The local beer industry in Singapore began in the early 1930s with the formation of Malayan Breweries Limited (MBL) in 1931 (which went on to produce Tiger Beer) and later Archipelago Brewery in 1933 (which went on to produce Anchor Beer).

==Commercial breweries==
In April 1931 the first commercial brewery in Singapore, MBL, was formed as a joint venture between local soft drinks producer, Fraser & Neave, and Dutch brewer, Heineken. The company's first brewery, located at Alexandra Road, became operational in October 1932, with the production of Tiger Beer. In July 1931 the Archipel Brouweriji Compagnie (Archipelago Brewery Co.) was formed in Batavia (now known as Jakarta), by German brewer, Beck's, constructing breweries in both Singapore and Batavia. In November 1933 the Archipelago Brewery commenced operations from its brewery, also located on Alexandra Road, producing Anchor Beer.

With the outbreak of World War II, the British annexed the Archipelago Brewery in 1939, under the provisions of the Trading with the Enemy Act 1939 – deeming it enemy territory for its German ties – vesting its control with the Custodian of Enemy Property. In January 1941 a new company, the Archipelago Brewery Company (1941) Limited, was formed by Malayan Breweries to purchase the brewery.

Operations at both breweries ceased with the capture of Singapore by the Japanese in February 1942. The Japanese subsequently expropriated all the production facilities and ordered Dai-Nippon Breweries to produce beer from the breweries. Immediately following the liberation of Singapore in September 1945 by the Allied forces, operations at Malayan Breweries recommenced.

In 1990, it was renamed Asia Pacific Breweries (APB). In 2013, APB merged with Heineken Asia Pacific and was renamed Heineken Asia Pacific to reflect its role as Heineken's regional hub.

The most popular domestic beer brands in Singapore are Tiger Beer and Anchor. APB also brews Heineken Lager Beer under a license from its parent company, while Carlsberg is also a popular beverage with wide distribution around the island. Other notable brands Baron's Strong Brew and ABC Extra Stout.

[Region pointing data]
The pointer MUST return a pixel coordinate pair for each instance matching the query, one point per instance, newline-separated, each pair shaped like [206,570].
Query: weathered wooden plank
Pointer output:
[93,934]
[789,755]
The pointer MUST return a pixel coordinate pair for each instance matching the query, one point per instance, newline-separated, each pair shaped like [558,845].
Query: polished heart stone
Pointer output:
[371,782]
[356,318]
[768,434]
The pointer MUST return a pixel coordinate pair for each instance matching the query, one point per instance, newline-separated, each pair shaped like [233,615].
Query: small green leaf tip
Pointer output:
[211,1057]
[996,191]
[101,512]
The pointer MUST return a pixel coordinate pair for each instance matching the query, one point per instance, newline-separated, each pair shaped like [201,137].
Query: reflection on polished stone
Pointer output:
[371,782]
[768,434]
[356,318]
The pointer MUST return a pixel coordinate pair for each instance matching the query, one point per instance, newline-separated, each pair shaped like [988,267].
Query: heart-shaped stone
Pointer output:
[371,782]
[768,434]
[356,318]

==

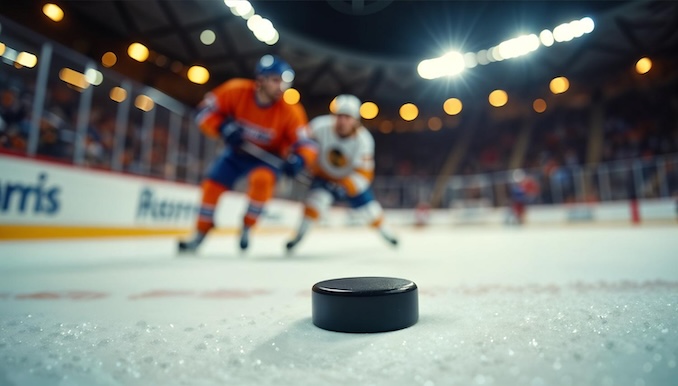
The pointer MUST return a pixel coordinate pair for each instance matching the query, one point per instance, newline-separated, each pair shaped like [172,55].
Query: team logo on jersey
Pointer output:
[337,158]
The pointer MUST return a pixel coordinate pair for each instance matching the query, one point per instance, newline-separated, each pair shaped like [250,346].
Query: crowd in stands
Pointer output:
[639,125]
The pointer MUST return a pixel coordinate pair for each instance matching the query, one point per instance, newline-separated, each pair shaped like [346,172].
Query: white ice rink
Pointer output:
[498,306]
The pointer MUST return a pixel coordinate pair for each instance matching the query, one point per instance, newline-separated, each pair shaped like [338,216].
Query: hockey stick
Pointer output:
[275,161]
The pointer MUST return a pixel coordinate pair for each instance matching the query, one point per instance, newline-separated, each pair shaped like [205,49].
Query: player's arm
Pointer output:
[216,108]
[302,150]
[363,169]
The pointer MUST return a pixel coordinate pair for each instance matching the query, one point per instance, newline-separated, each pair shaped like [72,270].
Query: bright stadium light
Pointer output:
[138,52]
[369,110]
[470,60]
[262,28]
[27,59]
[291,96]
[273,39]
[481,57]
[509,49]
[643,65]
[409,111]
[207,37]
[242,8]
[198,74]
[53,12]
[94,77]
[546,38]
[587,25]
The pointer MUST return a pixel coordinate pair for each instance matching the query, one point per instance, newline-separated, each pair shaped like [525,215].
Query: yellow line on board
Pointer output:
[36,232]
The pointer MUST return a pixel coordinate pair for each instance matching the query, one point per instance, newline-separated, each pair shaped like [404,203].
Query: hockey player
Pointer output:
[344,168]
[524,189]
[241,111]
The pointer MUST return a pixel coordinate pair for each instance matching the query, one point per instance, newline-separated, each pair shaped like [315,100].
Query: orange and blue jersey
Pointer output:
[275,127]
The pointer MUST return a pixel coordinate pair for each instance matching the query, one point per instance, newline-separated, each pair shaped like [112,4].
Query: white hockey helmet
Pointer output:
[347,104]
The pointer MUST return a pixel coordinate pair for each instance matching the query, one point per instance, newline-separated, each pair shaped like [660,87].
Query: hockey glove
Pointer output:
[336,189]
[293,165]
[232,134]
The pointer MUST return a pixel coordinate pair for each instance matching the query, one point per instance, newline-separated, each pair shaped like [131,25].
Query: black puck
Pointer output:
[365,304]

==

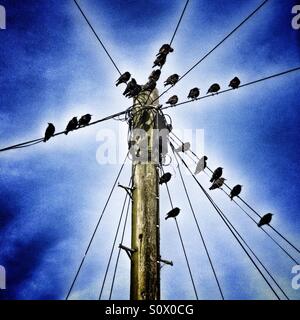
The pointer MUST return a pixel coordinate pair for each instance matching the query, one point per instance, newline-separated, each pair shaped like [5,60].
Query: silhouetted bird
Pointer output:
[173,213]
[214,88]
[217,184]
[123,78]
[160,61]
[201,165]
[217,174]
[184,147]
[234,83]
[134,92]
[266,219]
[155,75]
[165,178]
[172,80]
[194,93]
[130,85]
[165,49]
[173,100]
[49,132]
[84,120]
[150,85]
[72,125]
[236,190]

--- TASK INSTRUCTIONS ---
**a.** In the text on Singapore's beer industry, on which road was Malayan Breweries' first brewery located?
**b.** Please extend the text on Singapore's beer industry, picking up after its final sentence.

--- ANSWERS BELOW ---
**a.** Alexandra Road.

**b.**
==Local microbreweries==
Since the mid 2000s a number of smaller microbreweries have been established throughout Singapore. As of 2020, there are now over fifteen microbreweries in the country.

==Craft beers==
Singapore is home to a lively craft beer scene with hundreds of craft beer brands imported from around the world and well-represented in the island. Since the mid 2010s, craft beers are more available throughout bars, restaurants and hotels as well as retail outlets from supermarket to independent craft beer stores, both offline and online. Although craft beer sales only account for less than 2 per cent of Singapore's beer market, it is fast growing as consumer appetites and the trend of premiumisation converts more people into drinking craft beers.

==Beer festivals==
An annual beer festival, Beerfest Asia, is held in Singapore in June each year. It was first held in 2008 and attracts over 30,000 beer lovers. The festival features over 500 beers and ciders from over 35 exhibitors around the world.

The Asia Beer Awards, were established in 2008 and ran in conjunction with Beerfest Asia until 2013. The awards recommenced in 2016. The Asia Beer Awards are the largest beer awards held in Asia, with 160 beers competing across 15 categories.